### [ASSIGNMENT]
Go through the entries below, tally each line with the string "water", and give the final number by itself.

### [Data entries]
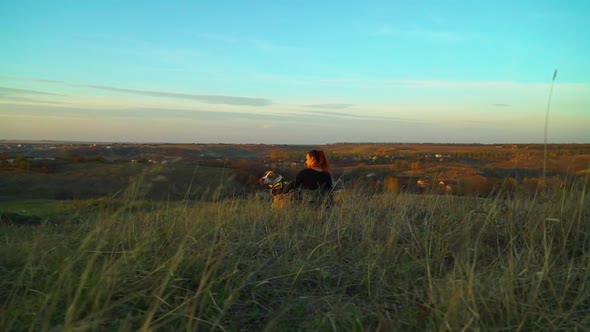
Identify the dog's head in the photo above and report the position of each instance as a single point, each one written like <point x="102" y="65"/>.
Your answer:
<point x="270" y="178"/>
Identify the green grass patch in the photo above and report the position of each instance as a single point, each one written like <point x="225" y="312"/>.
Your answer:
<point x="372" y="262"/>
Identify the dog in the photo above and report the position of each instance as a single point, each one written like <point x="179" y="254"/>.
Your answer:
<point x="276" y="183"/>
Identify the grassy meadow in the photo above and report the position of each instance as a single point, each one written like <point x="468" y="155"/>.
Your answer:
<point x="378" y="262"/>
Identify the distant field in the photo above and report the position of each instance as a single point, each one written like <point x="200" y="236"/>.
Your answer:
<point x="92" y="179"/>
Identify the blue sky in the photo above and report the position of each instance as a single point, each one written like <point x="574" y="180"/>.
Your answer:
<point x="295" y="72"/>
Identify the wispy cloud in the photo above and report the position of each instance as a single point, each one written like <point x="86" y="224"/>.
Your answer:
<point x="137" y="113"/>
<point x="27" y="100"/>
<point x="208" y="99"/>
<point x="4" y="90"/>
<point x="359" y="117"/>
<point x="329" y="106"/>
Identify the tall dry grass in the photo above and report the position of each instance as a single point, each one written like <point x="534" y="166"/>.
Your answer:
<point x="372" y="262"/>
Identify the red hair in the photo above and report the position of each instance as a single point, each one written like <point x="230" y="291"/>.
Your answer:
<point x="321" y="160"/>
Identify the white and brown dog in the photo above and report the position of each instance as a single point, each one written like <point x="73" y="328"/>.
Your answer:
<point x="276" y="183"/>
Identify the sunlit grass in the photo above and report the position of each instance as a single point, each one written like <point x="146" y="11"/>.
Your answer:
<point x="381" y="261"/>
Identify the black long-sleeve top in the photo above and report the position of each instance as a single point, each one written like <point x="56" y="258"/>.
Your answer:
<point x="310" y="179"/>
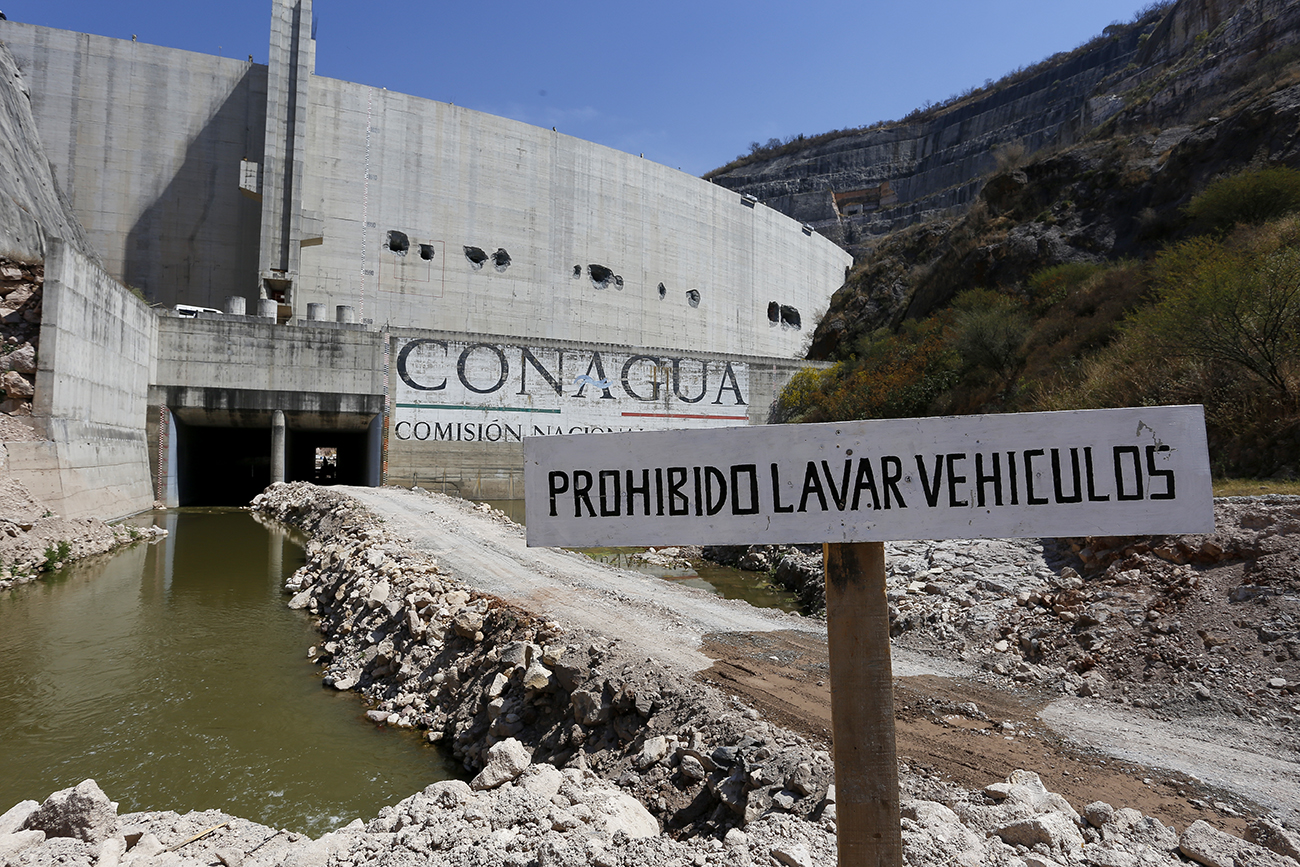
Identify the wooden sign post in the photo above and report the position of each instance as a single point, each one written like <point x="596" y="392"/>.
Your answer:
<point x="854" y="485"/>
<point x="866" y="761"/>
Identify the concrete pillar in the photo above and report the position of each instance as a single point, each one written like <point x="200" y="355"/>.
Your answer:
<point x="277" y="447"/>
<point x="290" y="64"/>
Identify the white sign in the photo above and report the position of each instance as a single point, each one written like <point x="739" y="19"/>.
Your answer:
<point x="1095" y="472"/>
<point x="459" y="391"/>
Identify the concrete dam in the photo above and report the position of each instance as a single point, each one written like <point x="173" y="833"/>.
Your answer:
<point x="264" y="273"/>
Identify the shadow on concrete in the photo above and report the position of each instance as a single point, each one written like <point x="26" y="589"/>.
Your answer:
<point x="196" y="243"/>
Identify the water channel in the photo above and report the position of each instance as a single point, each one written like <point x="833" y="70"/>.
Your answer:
<point x="176" y="677"/>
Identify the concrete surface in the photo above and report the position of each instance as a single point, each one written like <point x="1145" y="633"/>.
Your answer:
<point x="95" y="364"/>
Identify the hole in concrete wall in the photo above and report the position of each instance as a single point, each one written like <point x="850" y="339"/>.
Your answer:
<point x="601" y="276"/>
<point x="326" y="465"/>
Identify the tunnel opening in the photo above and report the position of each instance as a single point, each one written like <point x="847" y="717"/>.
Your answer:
<point x="224" y="465"/>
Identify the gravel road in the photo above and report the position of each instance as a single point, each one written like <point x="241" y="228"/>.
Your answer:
<point x="672" y="623"/>
<point x="661" y="618"/>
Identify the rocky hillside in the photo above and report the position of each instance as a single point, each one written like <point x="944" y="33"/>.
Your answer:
<point x="1175" y="65"/>
<point x="31" y="206"/>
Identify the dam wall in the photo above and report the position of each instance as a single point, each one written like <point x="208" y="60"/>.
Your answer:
<point x="488" y="225"/>
<point x="146" y="144"/>
<point x="492" y="280"/>
<point x="95" y="365"/>
<point x="462" y="403"/>
<point x="416" y="213"/>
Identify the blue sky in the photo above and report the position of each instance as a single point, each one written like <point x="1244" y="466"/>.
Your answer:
<point x="689" y="85"/>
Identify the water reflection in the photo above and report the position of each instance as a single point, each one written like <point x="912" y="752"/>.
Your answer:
<point x="177" y="679"/>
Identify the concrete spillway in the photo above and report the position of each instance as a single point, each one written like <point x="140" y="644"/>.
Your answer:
<point x="502" y="280"/>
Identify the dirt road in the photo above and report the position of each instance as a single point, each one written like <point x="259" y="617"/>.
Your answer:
<point x="1087" y="750"/>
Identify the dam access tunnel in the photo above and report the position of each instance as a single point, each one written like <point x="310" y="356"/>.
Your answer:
<point x="229" y="458"/>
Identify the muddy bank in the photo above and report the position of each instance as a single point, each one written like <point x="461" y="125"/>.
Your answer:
<point x="577" y="754"/>
<point x="34" y="540"/>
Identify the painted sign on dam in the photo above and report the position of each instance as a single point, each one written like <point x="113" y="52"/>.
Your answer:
<point x="467" y="391"/>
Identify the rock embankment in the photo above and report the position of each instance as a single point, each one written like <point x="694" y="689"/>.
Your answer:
<point x="580" y="755"/>
<point x="34" y="540"/>
<point x="21" y="286"/>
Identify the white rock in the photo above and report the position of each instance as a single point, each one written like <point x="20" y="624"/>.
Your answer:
<point x="793" y="854"/>
<point x="1209" y="846"/>
<point x="1052" y="828"/>
<point x="537" y="676"/>
<point x="13" y="844"/>
<point x="506" y="761"/>
<point x="620" y="811"/>
<point x="542" y="780"/>
<point x="653" y="751"/>
<point x="16" y="815"/>
<point x="497" y="686"/>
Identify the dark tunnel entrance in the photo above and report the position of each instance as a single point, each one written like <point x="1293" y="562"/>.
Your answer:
<point x="220" y="465"/>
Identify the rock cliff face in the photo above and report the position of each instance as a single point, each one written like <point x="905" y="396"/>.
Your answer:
<point x="31" y="206"/>
<point x="1166" y="68"/>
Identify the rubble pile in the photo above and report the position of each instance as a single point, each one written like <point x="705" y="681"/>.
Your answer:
<point x="583" y="755"/>
<point x="20" y="333"/>
<point x="1184" y="625"/>
<point x="472" y="671"/>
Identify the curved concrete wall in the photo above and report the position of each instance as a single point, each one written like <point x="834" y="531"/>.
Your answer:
<point x="148" y="143"/>
<point x="451" y="178"/>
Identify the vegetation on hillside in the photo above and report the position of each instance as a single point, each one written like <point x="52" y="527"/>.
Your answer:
<point x="776" y="147"/>
<point x="1212" y="316"/>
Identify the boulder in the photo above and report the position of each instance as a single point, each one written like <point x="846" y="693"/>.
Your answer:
<point x="16" y="815"/>
<point x="1207" y="845"/>
<point x="506" y="761"/>
<point x="11" y="845"/>
<point x="622" y="813"/>
<point x="1054" y="829"/>
<point x="24" y="359"/>
<point x="82" y="813"/>
<point x="17" y="386"/>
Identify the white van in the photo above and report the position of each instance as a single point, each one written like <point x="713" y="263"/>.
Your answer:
<point x="190" y="311"/>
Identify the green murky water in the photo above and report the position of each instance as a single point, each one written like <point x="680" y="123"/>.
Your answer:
<point x="176" y="677"/>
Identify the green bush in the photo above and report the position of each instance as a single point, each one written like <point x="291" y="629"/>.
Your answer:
<point x="1251" y="196"/>
<point x="1230" y="306"/>
<point x="989" y="332"/>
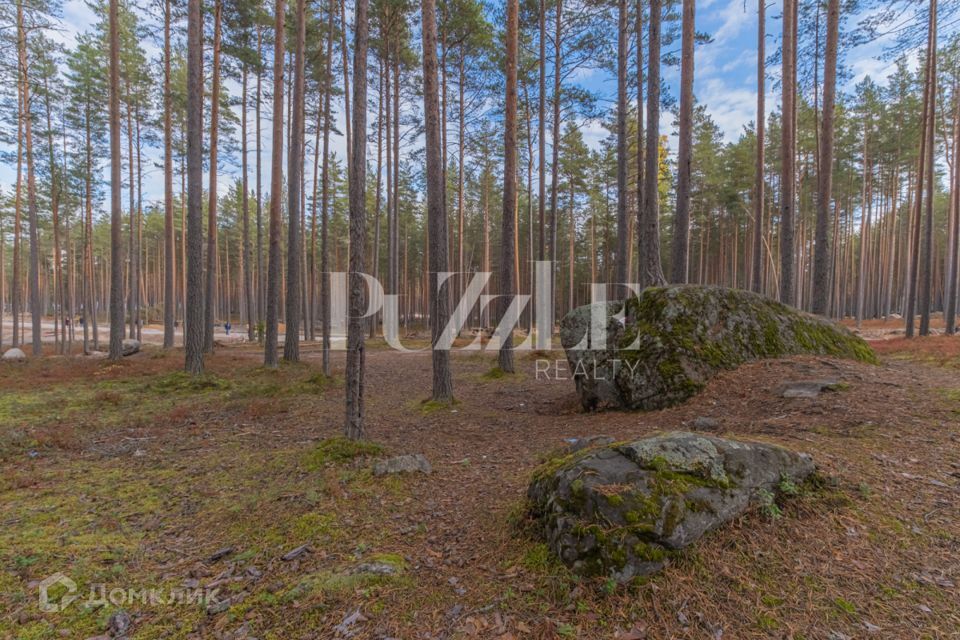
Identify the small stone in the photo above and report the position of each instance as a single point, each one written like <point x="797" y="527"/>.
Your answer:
<point x="376" y="568"/>
<point x="293" y="554"/>
<point x="705" y="423"/>
<point x="806" y="388"/>
<point x="411" y="463"/>
<point x="14" y="355"/>
<point x="119" y="624"/>
<point x="219" y="554"/>
<point x="578" y="444"/>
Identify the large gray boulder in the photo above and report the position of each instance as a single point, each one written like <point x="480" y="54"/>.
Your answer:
<point x="620" y="510"/>
<point x="14" y="355"/>
<point x="671" y="340"/>
<point x="129" y="347"/>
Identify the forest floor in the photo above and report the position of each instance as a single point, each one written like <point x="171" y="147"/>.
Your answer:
<point x="133" y="476"/>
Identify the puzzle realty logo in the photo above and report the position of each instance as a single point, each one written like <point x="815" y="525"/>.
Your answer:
<point x="58" y="591"/>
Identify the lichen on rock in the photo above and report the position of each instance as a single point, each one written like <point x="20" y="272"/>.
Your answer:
<point x="621" y="510"/>
<point x="669" y="341"/>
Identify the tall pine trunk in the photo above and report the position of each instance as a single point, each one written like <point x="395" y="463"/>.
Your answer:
<point x="507" y="284"/>
<point x="169" y="272"/>
<point x="324" y="208"/>
<point x="116" y="240"/>
<point x="681" y="220"/>
<point x="193" y="312"/>
<point x="756" y="278"/>
<point x="622" y="235"/>
<point x="354" y="423"/>
<point x="788" y="150"/>
<point x="210" y="306"/>
<point x="651" y="271"/>
<point x="291" y="343"/>
<point x="822" y="254"/>
<point x="436" y="213"/>
<point x="270" y="355"/>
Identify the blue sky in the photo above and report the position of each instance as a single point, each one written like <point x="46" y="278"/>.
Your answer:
<point x="725" y="77"/>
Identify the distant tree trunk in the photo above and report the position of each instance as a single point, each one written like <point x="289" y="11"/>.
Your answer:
<point x="555" y="160"/>
<point x="33" y="275"/>
<point x="261" y="281"/>
<point x="378" y="205"/>
<point x="346" y="82"/>
<point x="210" y="306"/>
<point x="756" y="280"/>
<point x="622" y="235"/>
<point x="507" y="285"/>
<point x="246" y="259"/>
<point x="651" y="271"/>
<point x="116" y="239"/>
<point x="270" y="355"/>
<point x="681" y="221"/>
<point x="822" y="254"/>
<point x="169" y="272"/>
<point x="864" y="225"/>
<point x="193" y="323"/>
<point x="926" y="247"/>
<point x="15" y="301"/>
<point x="354" y="424"/>
<point x="291" y="344"/>
<point x="788" y="149"/>
<point x="324" y="251"/>
<point x="542" y="132"/>
<point x="950" y="314"/>
<point x="436" y="215"/>
<point x="640" y="139"/>
<point x="58" y="293"/>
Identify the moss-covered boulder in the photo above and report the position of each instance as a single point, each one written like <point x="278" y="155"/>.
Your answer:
<point x="621" y="510"/>
<point x="669" y="341"/>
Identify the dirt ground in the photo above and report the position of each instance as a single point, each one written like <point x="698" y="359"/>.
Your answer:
<point x="133" y="476"/>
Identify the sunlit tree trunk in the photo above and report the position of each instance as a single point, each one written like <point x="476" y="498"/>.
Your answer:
<point x="507" y="285"/>
<point x="270" y="354"/>
<point x="354" y="427"/>
<point x="681" y="221"/>
<point x="193" y="312"/>
<point x="436" y="214"/>
<point x="291" y="344"/>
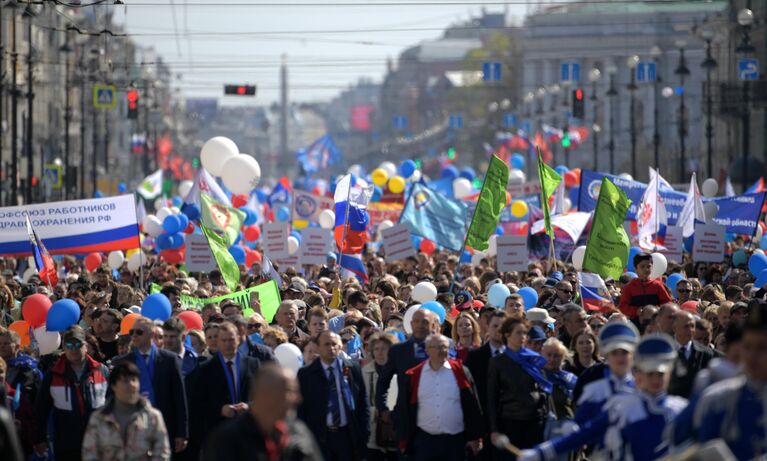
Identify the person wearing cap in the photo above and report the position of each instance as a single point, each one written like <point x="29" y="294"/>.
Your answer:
<point x="643" y="290"/>
<point x="71" y="390"/>
<point x="632" y="424"/>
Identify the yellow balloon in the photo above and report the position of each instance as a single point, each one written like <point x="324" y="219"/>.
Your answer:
<point x="396" y="185"/>
<point x="380" y="176"/>
<point x="519" y="209"/>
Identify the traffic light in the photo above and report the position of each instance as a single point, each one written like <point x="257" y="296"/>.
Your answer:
<point x="240" y="90"/>
<point x="132" y="104"/>
<point x="578" y="103"/>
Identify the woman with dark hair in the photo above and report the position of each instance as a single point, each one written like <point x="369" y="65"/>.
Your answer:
<point x="517" y="389"/>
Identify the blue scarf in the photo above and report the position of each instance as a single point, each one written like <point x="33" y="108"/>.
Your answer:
<point x="532" y="362"/>
<point x="146" y="373"/>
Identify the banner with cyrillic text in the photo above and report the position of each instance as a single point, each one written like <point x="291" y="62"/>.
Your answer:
<point x="72" y="227"/>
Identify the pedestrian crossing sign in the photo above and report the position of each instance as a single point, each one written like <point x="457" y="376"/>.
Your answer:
<point x="104" y="96"/>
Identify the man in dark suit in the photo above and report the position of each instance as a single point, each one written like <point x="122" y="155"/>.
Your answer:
<point x="404" y="356"/>
<point x="334" y="402"/>
<point x="439" y="416"/>
<point x="692" y="356"/>
<point x="221" y="388"/>
<point x="161" y="381"/>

### [FINAL ANSWER]
3